─── Data for analysis

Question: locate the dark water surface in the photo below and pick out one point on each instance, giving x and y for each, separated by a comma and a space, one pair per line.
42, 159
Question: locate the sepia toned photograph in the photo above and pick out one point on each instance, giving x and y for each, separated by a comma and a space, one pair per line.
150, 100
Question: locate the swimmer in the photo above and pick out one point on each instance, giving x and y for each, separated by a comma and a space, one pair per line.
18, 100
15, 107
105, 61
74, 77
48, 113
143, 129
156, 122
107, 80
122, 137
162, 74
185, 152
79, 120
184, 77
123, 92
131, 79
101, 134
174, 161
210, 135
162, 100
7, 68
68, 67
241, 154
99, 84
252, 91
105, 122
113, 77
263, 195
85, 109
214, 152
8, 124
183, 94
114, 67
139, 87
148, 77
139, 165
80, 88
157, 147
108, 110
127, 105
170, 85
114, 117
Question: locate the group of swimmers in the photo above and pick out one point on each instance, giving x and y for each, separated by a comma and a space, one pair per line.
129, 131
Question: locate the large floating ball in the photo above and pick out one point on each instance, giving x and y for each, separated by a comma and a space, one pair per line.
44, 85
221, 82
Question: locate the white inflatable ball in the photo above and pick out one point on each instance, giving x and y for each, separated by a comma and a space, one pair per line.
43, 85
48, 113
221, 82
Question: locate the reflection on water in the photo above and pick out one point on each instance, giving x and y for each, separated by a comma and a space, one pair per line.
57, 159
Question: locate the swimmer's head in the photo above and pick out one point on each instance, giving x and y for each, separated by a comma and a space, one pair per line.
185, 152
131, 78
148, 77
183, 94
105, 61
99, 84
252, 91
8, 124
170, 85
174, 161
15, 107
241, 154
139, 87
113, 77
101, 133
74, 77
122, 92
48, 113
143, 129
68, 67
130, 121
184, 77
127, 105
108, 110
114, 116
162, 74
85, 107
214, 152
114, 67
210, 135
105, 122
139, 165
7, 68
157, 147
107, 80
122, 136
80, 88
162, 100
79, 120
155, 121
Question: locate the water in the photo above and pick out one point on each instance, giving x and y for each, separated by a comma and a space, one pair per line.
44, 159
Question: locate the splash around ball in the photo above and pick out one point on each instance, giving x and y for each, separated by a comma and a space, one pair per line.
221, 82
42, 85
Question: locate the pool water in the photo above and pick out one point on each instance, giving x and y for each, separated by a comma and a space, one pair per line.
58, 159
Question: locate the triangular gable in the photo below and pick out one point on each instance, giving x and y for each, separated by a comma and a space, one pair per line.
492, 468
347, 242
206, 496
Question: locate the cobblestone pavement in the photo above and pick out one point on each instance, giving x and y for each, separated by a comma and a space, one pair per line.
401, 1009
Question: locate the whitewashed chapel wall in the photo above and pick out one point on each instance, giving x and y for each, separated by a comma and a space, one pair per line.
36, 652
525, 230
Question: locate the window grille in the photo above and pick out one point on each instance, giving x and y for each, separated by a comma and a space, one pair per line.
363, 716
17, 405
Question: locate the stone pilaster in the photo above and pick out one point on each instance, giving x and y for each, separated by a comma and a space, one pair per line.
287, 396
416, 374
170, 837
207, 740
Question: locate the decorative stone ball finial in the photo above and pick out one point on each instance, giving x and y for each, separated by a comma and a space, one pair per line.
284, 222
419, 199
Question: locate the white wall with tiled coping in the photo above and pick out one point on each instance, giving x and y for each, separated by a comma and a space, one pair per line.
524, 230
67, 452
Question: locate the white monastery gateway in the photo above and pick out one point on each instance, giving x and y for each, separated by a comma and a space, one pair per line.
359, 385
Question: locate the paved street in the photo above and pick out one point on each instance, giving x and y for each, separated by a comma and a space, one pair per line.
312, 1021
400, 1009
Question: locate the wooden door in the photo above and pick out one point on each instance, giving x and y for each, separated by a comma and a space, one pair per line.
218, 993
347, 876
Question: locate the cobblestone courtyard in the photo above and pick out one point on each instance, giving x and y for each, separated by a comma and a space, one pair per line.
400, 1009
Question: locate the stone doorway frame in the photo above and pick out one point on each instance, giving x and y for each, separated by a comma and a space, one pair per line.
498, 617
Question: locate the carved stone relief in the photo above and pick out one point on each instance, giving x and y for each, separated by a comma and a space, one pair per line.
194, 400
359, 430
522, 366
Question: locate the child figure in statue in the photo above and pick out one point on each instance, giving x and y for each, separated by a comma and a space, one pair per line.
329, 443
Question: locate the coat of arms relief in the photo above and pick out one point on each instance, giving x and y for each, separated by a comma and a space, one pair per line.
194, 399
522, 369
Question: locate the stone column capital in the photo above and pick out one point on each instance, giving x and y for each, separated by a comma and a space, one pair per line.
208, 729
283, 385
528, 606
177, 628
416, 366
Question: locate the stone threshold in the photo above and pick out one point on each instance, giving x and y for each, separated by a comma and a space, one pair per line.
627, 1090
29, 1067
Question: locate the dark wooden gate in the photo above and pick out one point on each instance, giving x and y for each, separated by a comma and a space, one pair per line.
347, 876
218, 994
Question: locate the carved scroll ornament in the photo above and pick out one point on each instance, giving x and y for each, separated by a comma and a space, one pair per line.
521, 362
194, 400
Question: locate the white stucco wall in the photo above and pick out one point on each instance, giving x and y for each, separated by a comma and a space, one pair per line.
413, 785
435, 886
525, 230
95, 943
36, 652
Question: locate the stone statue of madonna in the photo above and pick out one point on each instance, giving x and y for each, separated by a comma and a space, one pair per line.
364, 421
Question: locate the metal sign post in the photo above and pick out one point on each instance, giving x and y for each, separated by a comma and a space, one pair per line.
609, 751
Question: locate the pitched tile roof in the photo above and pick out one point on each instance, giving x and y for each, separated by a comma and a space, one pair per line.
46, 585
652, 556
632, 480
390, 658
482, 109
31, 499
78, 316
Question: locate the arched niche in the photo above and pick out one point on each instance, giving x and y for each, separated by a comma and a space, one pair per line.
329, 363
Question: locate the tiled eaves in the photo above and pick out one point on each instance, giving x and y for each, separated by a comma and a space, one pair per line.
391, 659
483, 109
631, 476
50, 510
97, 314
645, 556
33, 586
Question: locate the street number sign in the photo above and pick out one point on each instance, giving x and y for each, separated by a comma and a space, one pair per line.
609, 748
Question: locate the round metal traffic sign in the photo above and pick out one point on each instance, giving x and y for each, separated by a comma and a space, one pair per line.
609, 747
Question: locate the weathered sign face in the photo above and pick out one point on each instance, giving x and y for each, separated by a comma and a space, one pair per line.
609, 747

──────

▶ How to complete this task:
Line by line, set down the material exactly as given.

▶ Solution for this problem:
Question: locate the dark water surface in the photo below and pick out one point on each instance, giving x and y for each, separated by a comma and a space, one pair per line.
42, 159
Question: locate the sepia toned photograph in the photo above and pick out one point on each instance, giving x and y for each, separated by a comma and a space, one pair per line.
150, 100
Question: locate the swimmer in the photo above and pick out one point on each instance, giving x and y for each, separated by a comma and a space, one pair per line.
18, 100
15, 107
105, 61
74, 77
48, 113
143, 129
156, 122
107, 80
122, 137
162, 74
185, 152
79, 120
184, 77
123, 92
131, 79
101, 134
174, 161
210, 135
162, 100
7, 68
68, 67
241, 154
99, 84
252, 91
105, 122
113, 77
263, 195
85, 109
214, 152
8, 124
183, 94
114, 67
139, 87
148, 77
139, 165
80, 88
157, 147
108, 110
127, 105
170, 85
114, 117
Question: locate the group of swimmers in the photo above and pick out one point on each instance, giving x and y for each, separated by a comma and a space, one pair per line.
129, 131
Question: locate the large floating ball in the photo above and pick out one point on each instance, giving x and y for each, separated by a comma and a space, one pair per line.
44, 85
221, 82
Question: locate the white inflatable ball in the photo above and pick out one point on each instance, giving x and y for each, separated by a comma and a space, one pair per line.
43, 85
48, 113
221, 82
Question: locate the reflection on water in the photo above and pick out one point on each instance, giving x and y for each, separated by a comma and a space, one pair per line.
57, 159
Question: locate the swimmer's head in the photo above and pick out one point on each instance, giving x and y for each, separated by a comma and a space, one pair per line.
185, 152
131, 78
148, 77
183, 94
105, 61
99, 84
252, 91
8, 124
170, 85
174, 161
15, 107
241, 154
139, 87
113, 77
101, 133
74, 77
122, 92
48, 113
143, 129
68, 67
130, 121
184, 77
127, 105
108, 110
114, 116
162, 74
85, 107
214, 152
114, 67
210, 135
105, 122
139, 165
7, 68
157, 147
107, 80
122, 136
80, 88
162, 100
79, 120
155, 121
Question: locate the water in the photo above and pick out one point on each instance, giving x and y for each, separated by a comma and a space, one pair per line.
44, 159
Question: locate the splash around ball in the photo above and pick out one point on each instance, giving x and y for each, separated by a comma and a space, one pair per line.
221, 82
42, 85
Question: locate the pool water in the photo above and pick out one point on each instance, giving x and y for each, separated by a comma and a space, one pair per line.
58, 159
Question: locate the triangular gable in the photo below and pick out one point on each instance, giving x and y for each, separated by a comma and a space, one pair per line.
492, 468
347, 242
206, 496
Question: locate the cobblestone pavement in the photo above and pick out one point on each instance, giving x and y for each, separated by a comma and a space, one pair per line.
401, 1009
Question: locate the whitewashed chapel wall in the photo above and pick out one point on each instance, giving x and y for each, separated by a comma and a space, one pair per line.
36, 652
525, 230
Question: locate the window grille in the photo above and pick out one point on each instance, giving x and y for each, separated by a comma and a space, one pair per line.
363, 716
17, 405
Question: locate the stone pilaster in the photo above and pick out one point on each instance, giving x and y for each, separated by a comma and a space, one pair per line.
287, 396
416, 374
170, 837
207, 740
Question: locate the decorative stone ball finial in the photo above and pick out one point on each instance, giving x and y for each, separated by a comma and a space, one pair per line.
284, 222
419, 199
Question: locate the white wall with tiled coping in the photo above and pick out one point on each instance, giving x and y for each, separated by a comma and a space, one pair per line.
524, 230
67, 452
Question: locate the white monastery gateway in the photo above and pick out one point on each instance, giving x and y for each, separated by a comma and a space, one pair per line.
359, 385
Question: locate the paved street in the photo above and pick out one point on each instance, giving x and y for each, separated by a comma and a space, one pair per line.
312, 1021
400, 1009
Question: locate the wooden door in the photo above and pick out one point on each instance, giving x and y for each, separated by a comma and a space, one pair per line.
218, 993
347, 876
Question: locate the cobblestone courtyard in the photo above and pick out one point on each instance, giving x and y for each, separated by a comma and a space, one pair per line.
400, 1009
Question: locate the stone doorway frame in the photo above and pick out one point on each instance, giving x and y for each, separated by a comma and a space, one pair per line.
498, 617
Question: locate the carved stone relief in the photo above and pick out one point on each instance, giving x and y for each, separated by a comma and a space, one pair per line.
194, 400
359, 430
522, 366
Question: locate the child figure in statue in the photo above and pick out one point on each instance, giving x and y for each, separated by a comma and a space, one pair per line.
329, 443
Question: locate the coat of arms relief in the photo above and pick out one point on each instance, giving x and y for each, separated by a comma and a space, one pair per line.
194, 399
522, 369
Question: locate the stone column capital in the photo above and pick out one point on each instance, giving x and y for each, separated by a comma and a space, one pair per line.
208, 729
283, 385
528, 606
177, 628
416, 366
Question: locate the stone threshold in the photo above and pick out one point on each instance, giving x and y for each, separated by a comma and a space, one pair per line.
627, 1090
29, 1067
Question: locate the dark wooden gate in the photo above and pick out one point on each instance, giving x and y for each, separated by a comma and a space, one pair per line.
347, 876
218, 994
Question: locate the carved scroll ornament in the photo above and pick out one point on each instance, giving x and y for each, separated by a comma and a space, one pair per line.
521, 362
194, 400
Question: locate the white stucco wall in the photo above and pick out one point on each instance, giving x and y for each, separated by a comma and a space, one pair per line.
413, 785
435, 886
525, 230
95, 943
36, 652
Question: locate the stone statue of madonna in the photo above and pick out one point on each instance, giving x and y for each, separated by a comma and a space, one pair per line.
364, 421
Question: locate the metal sign post in the photo above and pick out one point on each instance, giving x and y for each, separated by a comma and a space, one pair per line.
609, 751
Question: locate the pitched tile roof in the photo above and pick out one point on each instance, giving x and y for each, separated by a comma and a space, one pair per line.
46, 585
652, 556
632, 480
390, 658
482, 109
31, 499
78, 316
Question: locate the arched niche in the photo above and pick out one point on each instance, giving x and y for each, separated by a comma and a space, one pair per line.
329, 363
Question: locate the tiled eaves in the photo above and pick out one point on each instance, giving x and y for each, separated by a comma and a space, one pair per line.
391, 659
483, 109
631, 476
50, 510
97, 314
645, 556
33, 586
Question: locate the street number sign in the photo above and pick out one point on each instance, giving x and y for each, separated by a comma and a space, one pair per line.
609, 748
Question: locate the round metal traffic sign in the photo above and pick out one point on each instance, giving x and y for each, separated by a comma and a space, one pair per line.
609, 747
Question: locate the weathered sign face in the photo above and pick out one point on each instance, giving x and y for each, separated by a comma and a space, one pair per line.
609, 747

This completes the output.